━━━━━ TEXTAUSZUG
Den Begriff Nachhaltigkeit mag auch Ramelow nicht mehr verwenden. Spricht lieber von einer Balance aus Unternehmensverantwortung mit ökonomischem Gewinn und ökologischer sowie sozialer Verantwortung. Einfacher: People, Planet and Profit – das Eine nicht ohne das Andere. Mit welchen Zielkonflikten das einhergeht, wird auch in dieser Runde immer wieder deutlich. Wenn Industrievertreter von Beschwerden der Händler berichten, die einerseits CO2-freundlichen Versand fordern, dann aber Falten in der liegend transportierten Ware anmahnen. Von zu hohen Kosten für nachhaltigere Stoffe in Zeiten ohnehin explodierender Beschaffungskosten. Wenn Händler darüber nachdenken, wie das Reduzieren von CO2 Teil eines rentablen Geschäftsmodells wird. Wenn ein Produzent darauf hinweist, dass sein Unternehmen natürlich auf weiteres Wachstum angewiesen ist, um im globalen Wettbewerb bestehen zu können. Und auch, wenn der Vertreter des Recycling-Start-ups den Anwesenden erklärt, warum sie nicht alle ihre Hoffnungen auf Recycling setzen sollten.
━━━━━━━━━━
━━━━━ DATENSÄTZE ZUR AUFGABE
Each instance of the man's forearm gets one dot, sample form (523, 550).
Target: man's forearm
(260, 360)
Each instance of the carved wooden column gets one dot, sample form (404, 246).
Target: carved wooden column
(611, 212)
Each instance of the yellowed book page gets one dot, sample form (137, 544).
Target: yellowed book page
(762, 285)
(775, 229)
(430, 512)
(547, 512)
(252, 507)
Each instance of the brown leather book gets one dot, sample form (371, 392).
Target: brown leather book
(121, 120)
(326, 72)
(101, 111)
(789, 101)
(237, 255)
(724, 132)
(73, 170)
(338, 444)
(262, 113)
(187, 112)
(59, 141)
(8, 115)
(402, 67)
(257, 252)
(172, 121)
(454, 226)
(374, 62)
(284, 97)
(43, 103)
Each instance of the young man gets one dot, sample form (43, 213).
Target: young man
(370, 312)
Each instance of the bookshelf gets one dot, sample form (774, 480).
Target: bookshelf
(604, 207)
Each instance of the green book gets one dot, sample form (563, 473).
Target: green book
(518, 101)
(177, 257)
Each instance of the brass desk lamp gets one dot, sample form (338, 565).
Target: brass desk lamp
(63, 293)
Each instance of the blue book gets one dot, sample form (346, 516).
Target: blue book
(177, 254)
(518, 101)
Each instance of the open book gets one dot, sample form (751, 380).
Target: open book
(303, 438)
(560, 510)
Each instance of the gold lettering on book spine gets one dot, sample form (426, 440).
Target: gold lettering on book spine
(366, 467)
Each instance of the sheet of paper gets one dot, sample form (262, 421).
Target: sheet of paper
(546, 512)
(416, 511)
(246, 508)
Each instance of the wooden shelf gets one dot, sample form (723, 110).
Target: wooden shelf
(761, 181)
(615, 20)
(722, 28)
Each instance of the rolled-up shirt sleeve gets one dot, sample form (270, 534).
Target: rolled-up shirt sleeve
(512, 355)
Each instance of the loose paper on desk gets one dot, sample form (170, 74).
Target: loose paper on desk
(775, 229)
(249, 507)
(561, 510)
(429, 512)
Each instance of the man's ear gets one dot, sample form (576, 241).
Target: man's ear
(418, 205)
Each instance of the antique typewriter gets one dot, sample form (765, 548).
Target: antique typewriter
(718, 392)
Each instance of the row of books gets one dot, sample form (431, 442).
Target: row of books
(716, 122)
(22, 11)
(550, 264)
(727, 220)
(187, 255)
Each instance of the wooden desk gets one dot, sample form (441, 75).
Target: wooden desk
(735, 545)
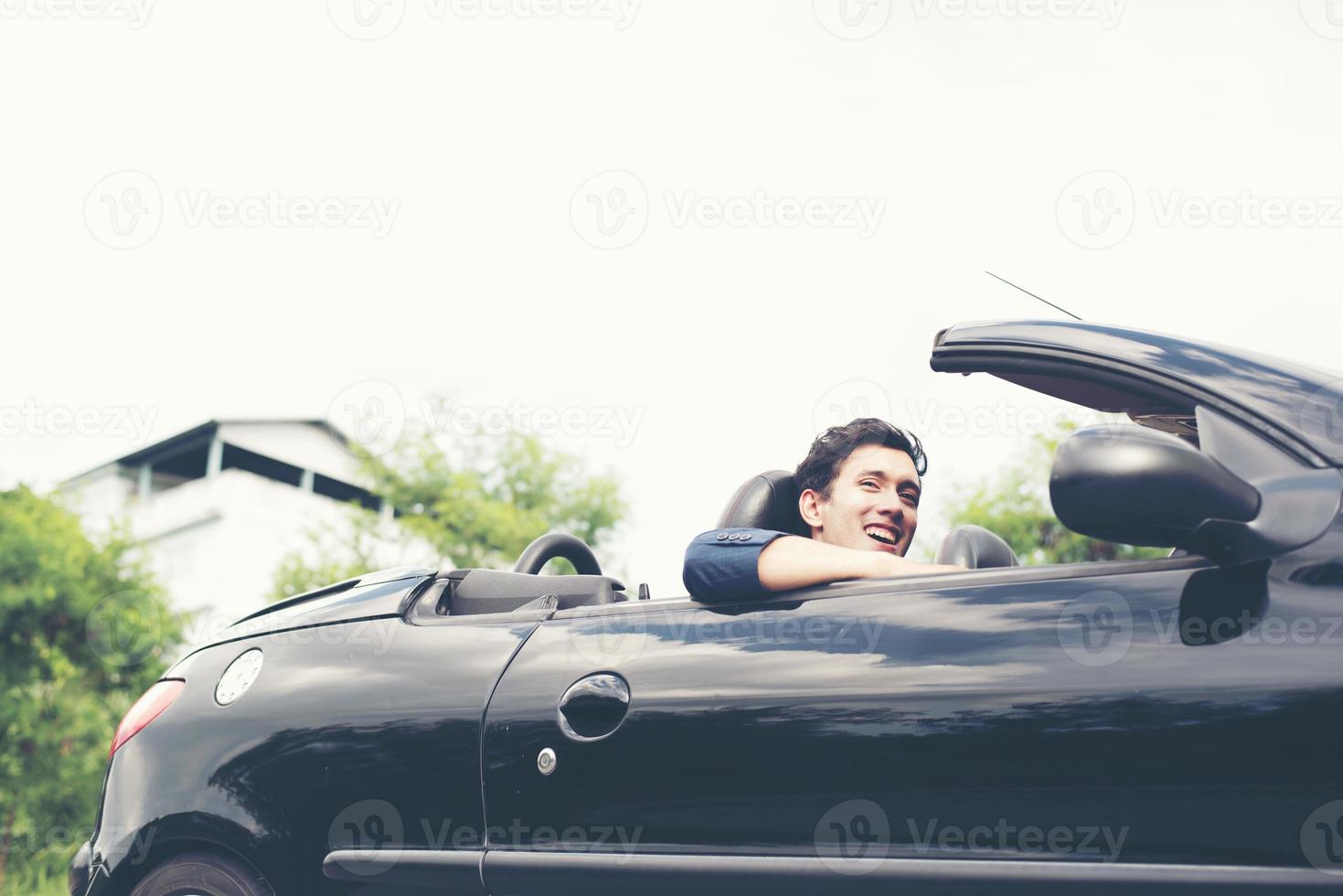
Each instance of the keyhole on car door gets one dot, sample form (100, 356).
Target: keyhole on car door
(594, 707)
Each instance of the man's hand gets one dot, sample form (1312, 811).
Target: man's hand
(794, 561)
━━━━━━━━━━
__ERFORDERLICHE ARBEITEN__.
**A)** Welchen Begriff mag Ramelow laut dem Textauszug nicht mehr verwenden?
**B)** Tippe die Zeilen der Datensätze noch einmal ab, angefangen bei der Zeile mit „Each instance of the blue“ und weiter bis zum Ende der Datensätze. Die Bilder lässt du in der Antwort weg.
Text und Datensätze stammen aus unterschiedlichen Quellen.

__ANTWORTEN JE AUFGABE__.
**A)** Den Begriff Nachhaltigkeit.

**B)**
Each instance of the blue book gets one dot, sample form (346, 516).
Target: blue book
(177, 254)
(518, 101)
Each instance of the open book gets one dot, sample form (751, 380).
Target: open book
(303, 438)
(560, 510)
Each instance of the gold lettering on book spine gets one dot, sample form (426, 440).
Target: gold lettering on book spine
(366, 467)
Each instance of the sheet of paper gets one dot, sample form (262, 421).
Target: sheet of paper
(546, 512)
(416, 511)
(246, 508)
Each instance of the wooden shelf gets one dot, sample form (723, 110).
Target: wooden shelf
(761, 181)
(615, 20)
(722, 28)
Each instance of the rolled-up shirt sleeve gets one dot, sample form (270, 534).
Target: rolled-up shirt sleeve
(512, 355)
Each instance of the loose paper on desk gets one dot, sample form (170, 74).
Target: loose paper on desk
(775, 229)
(249, 507)
(561, 510)
(429, 512)
Each instance of the man's ear gets one dot, sample form (576, 241).
Target: man's ear
(418, 205)
Each instance of the antique typewriter gets one dot, sample form (765, 548).
Target: antique typewriter
(718, 392)
Each instance of the row of books gets one dot, sample form (431, 442).
Target: row of books
(716, 122)
(22, 11)
(550, 264)
(727, 220)
(187, 255)
Each instance of the wooden desk gets one dot, sample form (441, 75).
Target: wooden desk
(735, 545)
Each instance of the keyhole on car door gets one dot, sample form (100, 356).
Target: keyhole on car door
(594, 707)
Each instance of the man's hand gets one dot, sample form (1312, 811).
Target: man's hand
(794, 561)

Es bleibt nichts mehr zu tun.